#### Task description
Go through the following data and transcribe exactly the stretch of lines from the one holding "[tag] thin white" to the one holding "[tag] white cloud (a point for each instance)", both included.
================
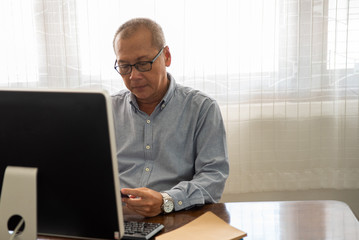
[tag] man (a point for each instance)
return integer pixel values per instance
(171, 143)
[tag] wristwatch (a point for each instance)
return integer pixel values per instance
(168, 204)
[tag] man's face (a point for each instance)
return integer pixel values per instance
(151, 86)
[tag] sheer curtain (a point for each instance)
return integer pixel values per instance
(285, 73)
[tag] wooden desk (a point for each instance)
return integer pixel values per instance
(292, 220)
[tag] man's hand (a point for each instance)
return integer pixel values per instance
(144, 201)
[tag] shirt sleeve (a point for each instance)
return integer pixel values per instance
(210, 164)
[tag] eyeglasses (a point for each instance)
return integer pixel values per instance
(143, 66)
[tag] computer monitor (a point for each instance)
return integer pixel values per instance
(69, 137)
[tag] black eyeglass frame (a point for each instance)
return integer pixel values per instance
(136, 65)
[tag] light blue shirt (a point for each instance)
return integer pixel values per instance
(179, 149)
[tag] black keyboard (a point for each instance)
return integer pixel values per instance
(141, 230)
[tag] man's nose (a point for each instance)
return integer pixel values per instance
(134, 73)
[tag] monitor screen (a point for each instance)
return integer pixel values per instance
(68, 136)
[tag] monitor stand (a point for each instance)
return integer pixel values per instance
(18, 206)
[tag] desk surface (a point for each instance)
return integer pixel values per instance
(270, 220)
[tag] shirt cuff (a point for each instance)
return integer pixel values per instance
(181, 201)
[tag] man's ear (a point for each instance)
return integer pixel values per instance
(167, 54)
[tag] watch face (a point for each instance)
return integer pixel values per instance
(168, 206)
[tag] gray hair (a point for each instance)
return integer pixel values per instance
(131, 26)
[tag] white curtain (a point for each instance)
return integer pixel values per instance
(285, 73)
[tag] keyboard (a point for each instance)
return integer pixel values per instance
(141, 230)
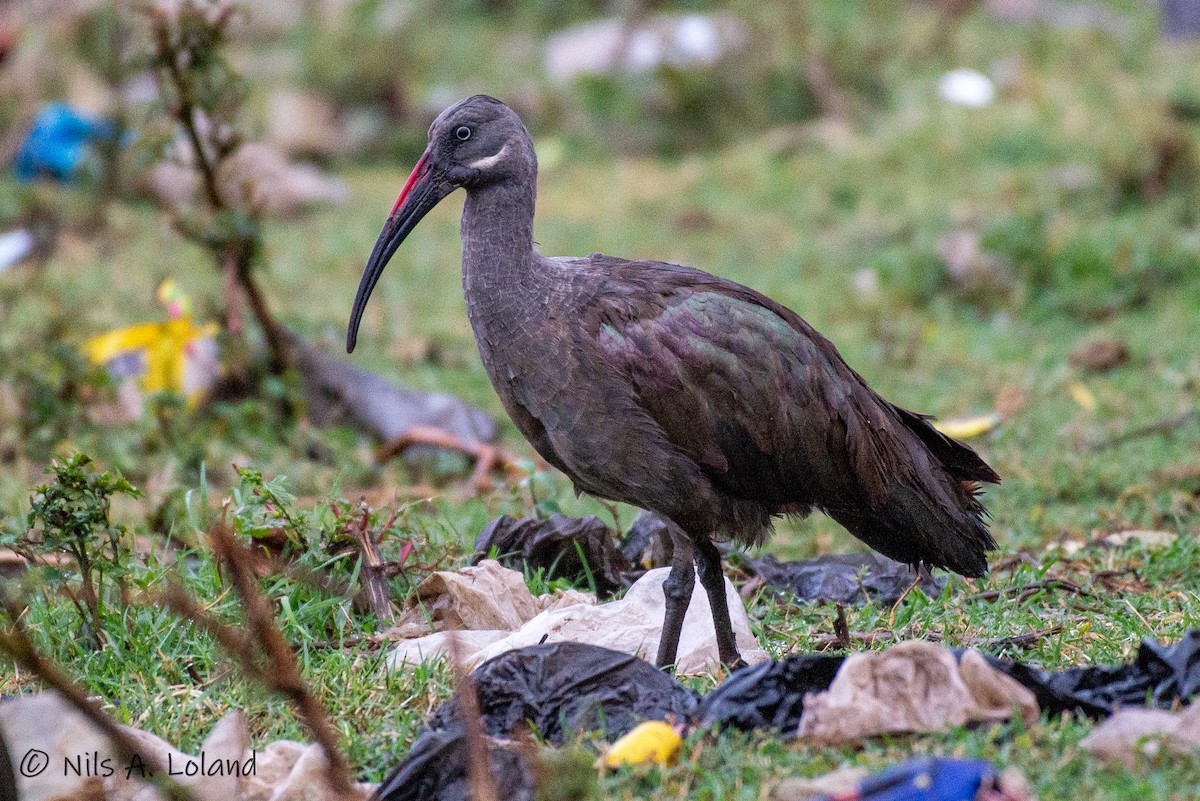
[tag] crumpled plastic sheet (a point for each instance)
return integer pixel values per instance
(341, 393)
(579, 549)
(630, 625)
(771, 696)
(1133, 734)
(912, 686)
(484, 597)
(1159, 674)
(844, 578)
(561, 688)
================
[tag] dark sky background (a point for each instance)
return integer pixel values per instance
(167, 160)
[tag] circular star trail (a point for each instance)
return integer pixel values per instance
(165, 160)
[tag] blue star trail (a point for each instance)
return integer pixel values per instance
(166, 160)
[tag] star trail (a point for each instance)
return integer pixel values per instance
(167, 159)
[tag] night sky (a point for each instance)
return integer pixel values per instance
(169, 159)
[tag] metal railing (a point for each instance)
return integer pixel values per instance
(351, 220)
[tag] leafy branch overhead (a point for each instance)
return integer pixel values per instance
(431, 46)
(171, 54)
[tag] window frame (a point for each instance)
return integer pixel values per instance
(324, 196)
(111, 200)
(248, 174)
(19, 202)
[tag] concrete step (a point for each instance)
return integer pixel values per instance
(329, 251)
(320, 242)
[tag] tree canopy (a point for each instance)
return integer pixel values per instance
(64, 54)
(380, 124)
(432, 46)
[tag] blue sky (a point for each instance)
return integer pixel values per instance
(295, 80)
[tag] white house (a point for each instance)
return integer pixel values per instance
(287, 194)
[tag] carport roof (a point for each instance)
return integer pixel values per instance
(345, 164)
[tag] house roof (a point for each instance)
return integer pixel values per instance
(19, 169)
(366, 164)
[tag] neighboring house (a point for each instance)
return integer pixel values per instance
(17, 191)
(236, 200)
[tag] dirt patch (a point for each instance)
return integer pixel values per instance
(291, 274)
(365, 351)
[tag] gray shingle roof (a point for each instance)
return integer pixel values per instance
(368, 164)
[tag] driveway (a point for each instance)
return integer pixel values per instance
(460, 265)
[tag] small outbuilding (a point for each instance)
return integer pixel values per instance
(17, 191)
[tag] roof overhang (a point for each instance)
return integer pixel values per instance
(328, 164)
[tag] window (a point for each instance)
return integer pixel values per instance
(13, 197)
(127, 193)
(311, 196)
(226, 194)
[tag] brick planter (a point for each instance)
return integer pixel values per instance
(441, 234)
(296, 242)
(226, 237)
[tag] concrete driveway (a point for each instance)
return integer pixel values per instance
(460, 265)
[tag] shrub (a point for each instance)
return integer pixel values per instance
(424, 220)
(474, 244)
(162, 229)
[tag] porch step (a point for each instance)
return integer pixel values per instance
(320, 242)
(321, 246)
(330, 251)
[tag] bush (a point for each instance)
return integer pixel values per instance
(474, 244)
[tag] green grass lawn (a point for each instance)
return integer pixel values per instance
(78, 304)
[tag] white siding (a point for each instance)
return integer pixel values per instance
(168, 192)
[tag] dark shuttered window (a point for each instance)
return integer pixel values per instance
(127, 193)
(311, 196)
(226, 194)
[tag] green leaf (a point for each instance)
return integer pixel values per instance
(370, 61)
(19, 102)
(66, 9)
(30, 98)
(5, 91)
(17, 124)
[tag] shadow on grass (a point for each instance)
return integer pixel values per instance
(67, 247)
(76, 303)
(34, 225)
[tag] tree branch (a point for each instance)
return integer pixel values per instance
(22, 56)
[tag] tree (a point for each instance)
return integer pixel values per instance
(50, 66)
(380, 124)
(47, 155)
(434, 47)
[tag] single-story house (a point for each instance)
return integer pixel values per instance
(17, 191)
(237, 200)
================
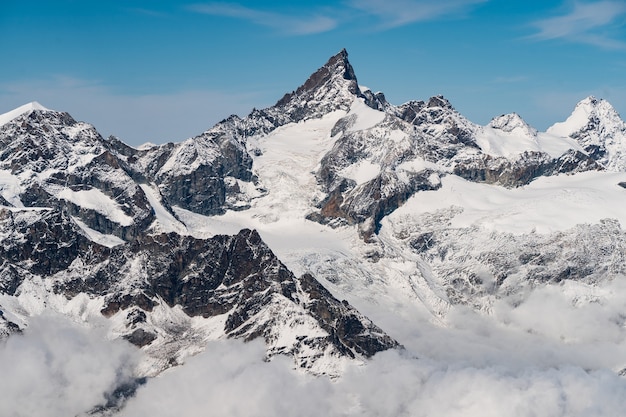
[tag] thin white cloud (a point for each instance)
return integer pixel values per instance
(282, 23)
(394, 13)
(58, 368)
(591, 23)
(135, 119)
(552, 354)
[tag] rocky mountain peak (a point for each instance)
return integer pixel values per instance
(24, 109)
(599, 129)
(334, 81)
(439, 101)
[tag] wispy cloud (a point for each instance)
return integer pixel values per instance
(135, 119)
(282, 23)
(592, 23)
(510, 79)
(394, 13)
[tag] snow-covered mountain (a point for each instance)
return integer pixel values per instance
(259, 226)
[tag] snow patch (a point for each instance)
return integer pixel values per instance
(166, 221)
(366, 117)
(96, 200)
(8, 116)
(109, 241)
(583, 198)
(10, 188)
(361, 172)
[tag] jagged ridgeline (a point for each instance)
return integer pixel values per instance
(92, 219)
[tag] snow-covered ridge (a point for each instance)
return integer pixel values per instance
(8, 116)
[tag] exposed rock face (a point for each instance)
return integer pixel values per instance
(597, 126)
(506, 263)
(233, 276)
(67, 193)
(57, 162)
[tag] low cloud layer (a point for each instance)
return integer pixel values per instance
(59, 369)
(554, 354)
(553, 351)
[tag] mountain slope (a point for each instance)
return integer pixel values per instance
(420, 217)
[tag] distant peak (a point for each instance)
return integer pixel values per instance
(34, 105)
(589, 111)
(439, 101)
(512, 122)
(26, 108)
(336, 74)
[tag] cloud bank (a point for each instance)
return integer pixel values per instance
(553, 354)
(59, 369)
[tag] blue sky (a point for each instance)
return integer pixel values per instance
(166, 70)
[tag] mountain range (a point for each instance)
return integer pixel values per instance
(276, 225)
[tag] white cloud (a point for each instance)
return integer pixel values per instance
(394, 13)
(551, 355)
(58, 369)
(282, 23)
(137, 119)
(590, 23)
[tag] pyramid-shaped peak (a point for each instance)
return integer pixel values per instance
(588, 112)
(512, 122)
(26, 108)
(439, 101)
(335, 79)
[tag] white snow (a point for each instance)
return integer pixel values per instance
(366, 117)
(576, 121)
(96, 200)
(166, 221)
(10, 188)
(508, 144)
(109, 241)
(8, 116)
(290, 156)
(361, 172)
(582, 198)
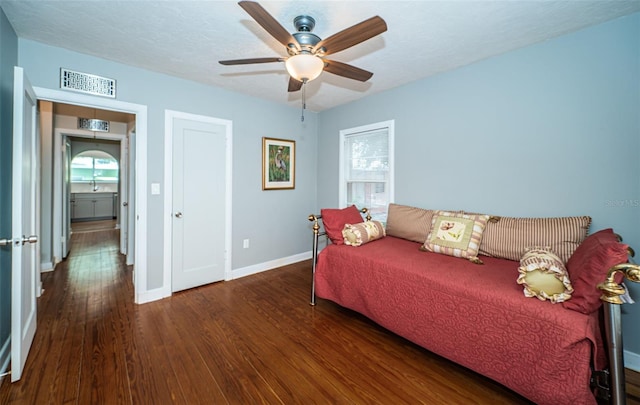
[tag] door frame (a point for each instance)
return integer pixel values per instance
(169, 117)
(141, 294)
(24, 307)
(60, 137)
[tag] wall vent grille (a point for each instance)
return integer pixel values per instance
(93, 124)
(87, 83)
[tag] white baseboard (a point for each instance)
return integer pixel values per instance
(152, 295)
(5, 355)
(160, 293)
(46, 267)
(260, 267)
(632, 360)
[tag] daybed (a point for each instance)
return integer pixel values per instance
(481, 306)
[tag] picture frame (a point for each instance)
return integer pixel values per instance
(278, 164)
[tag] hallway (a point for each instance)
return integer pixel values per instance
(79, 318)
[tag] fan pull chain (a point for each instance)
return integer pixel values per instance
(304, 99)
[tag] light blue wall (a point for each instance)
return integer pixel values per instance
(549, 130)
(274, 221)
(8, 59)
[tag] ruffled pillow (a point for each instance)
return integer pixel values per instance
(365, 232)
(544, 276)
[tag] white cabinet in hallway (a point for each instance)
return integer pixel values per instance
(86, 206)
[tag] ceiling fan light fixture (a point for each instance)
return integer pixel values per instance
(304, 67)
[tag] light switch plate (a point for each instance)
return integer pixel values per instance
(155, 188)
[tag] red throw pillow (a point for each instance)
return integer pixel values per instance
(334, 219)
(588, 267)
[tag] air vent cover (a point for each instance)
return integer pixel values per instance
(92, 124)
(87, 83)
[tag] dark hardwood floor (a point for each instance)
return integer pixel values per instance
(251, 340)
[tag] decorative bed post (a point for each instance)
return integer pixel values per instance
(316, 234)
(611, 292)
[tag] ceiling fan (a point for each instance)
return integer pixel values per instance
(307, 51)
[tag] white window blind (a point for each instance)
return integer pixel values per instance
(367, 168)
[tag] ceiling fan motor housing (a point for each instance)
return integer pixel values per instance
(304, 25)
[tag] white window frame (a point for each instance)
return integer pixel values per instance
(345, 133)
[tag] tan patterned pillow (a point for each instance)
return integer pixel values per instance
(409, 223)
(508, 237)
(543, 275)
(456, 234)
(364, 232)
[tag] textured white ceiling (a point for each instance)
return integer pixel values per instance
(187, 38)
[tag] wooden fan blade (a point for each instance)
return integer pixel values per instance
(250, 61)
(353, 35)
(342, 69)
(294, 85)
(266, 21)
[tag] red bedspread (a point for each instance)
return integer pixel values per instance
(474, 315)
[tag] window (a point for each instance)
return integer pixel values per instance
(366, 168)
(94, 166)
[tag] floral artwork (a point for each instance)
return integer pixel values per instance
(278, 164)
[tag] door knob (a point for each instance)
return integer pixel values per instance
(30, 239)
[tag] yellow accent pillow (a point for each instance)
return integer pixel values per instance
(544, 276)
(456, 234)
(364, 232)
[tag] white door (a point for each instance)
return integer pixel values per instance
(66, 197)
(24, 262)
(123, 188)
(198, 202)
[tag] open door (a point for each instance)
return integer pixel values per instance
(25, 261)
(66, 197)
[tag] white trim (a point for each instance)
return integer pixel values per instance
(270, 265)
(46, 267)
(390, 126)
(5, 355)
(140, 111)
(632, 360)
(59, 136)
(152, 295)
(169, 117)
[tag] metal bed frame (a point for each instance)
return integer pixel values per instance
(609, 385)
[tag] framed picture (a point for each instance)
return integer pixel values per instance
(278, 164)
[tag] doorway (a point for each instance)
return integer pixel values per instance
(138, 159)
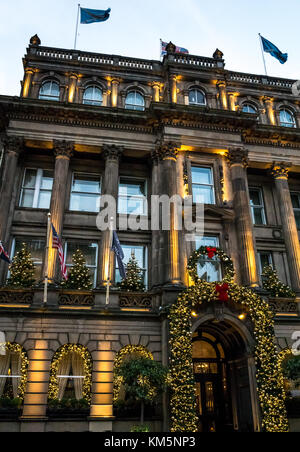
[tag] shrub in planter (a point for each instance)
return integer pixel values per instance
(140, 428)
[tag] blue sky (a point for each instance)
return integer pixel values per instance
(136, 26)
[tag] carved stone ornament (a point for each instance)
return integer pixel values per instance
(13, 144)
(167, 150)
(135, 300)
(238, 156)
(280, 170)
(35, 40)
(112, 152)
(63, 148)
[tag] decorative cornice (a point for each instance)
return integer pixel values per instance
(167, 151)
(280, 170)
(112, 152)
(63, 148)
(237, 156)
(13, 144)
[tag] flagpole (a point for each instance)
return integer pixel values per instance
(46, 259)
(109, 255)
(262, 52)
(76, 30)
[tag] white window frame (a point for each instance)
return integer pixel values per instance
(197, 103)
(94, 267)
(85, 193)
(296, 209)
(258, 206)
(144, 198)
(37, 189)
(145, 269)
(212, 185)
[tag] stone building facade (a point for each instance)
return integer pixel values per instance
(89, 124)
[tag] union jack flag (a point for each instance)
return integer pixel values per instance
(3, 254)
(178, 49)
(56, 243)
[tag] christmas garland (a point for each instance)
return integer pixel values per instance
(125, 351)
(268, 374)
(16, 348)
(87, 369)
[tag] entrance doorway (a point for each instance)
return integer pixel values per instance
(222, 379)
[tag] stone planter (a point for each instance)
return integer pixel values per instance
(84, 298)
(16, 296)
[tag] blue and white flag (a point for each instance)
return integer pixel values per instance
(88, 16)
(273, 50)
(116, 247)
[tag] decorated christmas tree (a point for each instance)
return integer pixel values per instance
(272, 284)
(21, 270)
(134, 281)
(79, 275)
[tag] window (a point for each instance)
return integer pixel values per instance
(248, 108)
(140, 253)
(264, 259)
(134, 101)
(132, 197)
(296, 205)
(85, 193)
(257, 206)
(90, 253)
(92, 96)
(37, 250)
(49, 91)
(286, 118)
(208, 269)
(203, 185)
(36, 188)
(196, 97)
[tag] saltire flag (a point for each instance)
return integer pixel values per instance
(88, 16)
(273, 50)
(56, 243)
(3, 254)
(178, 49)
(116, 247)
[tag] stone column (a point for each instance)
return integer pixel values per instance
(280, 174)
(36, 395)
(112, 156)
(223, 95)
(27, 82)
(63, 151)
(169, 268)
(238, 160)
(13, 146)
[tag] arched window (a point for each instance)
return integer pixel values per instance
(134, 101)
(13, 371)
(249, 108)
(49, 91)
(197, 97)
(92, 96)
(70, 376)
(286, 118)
================
#### Task solution
[tag] thin white cloud (a point for each instance)
return integer pixel values per instance
(282, 23)
(394, 13)
(58, 368)
(591, 23)
(135, 119)
(552, 354)
[tag] rocky mountain peak (a point for each instance)
return integer pixel values per instance
(24, 109)
(599, 129)
(334, 81)
(439, 101)
[tag] wispy cloud (a point for each instance)
return integer pixel values per instance
(135, 119)
(282, 23)
(592, 23)
(510, 79)
(394, 13)
[tag] snow-covered mountain (a point for each instance)
return integer pixel values per instance
(259, 226)
[tag] snow patch (a point for each instance)
return integer pixel values per instance
(166, 221)
(366, 117)
(96, 200)
(8, 116)
(109, 241)
(583, 198)
(10, 188)
(361, 172)
[tag] jagged ridgeline (a point for each instance)
return integer pixel values per instance
(92, 219)
[tag] snow-covered ridge (a point for each instance)
return integer pixel values per instance
(8, 116)
[tag] exposed rock face (a point for each instance)
return integer pixel values per instance
(597, 126)
(506, 263)
(233, 276)
(67, 193)
(57, 162)
[tag] low cloud layer (a point for each instance)
return integer pixel values per instance
(59, 369)
(554, 354)
(553, 351)
[tag] mountain slope (a point for each instance)
return integer pixel values per instance
(420, 217)
[tag] distant peak (a point for each instance)
return integer pixel values per instance
(34, 105)
(589, 111)
(439, 101)
(512, 122)
(26, 108)
(336, 74)
[tag] cloud bank (a point for each instance)
return integer pixel values per instance
(553, 354)
(59, 369)
[tag] blue sky (a point for each instance)
return integer pixel values per instance
(166, 70)
[tag] mountain range (a point for each instance)
return integer pixel values per instance
(276, 225)
[tag] white cloud (a point for each instance)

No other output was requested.